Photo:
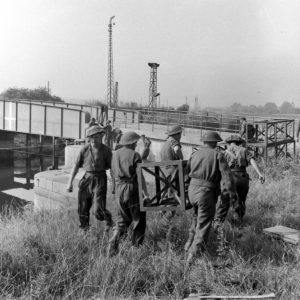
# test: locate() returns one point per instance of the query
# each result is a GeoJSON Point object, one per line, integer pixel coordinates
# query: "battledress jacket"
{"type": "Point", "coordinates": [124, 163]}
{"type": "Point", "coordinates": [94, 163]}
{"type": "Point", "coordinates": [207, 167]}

◆ **GIVEN EXERCISE**:
Render the items above as a two-column CSV with the headers input and output, one row per item, putting each item's text and its answer in one quoted field apiece with line breaks replaced by spaces. Leave the pictures out.

◆ **TASK SOLUTION**:
input,output
"Photo: # test: locate() returns one point per instance of the query # each result is a GeoJSON Point object, one per line, integer pixel coordinates # query: ""battledress jacket""","{""type"": ""Point"", ""coordinates"": [124, 163]} {""type"": ""Point"", ""coordinates"": [94, 163]} {""type"": ""Point"", ""coordinates"": [207, 167]}"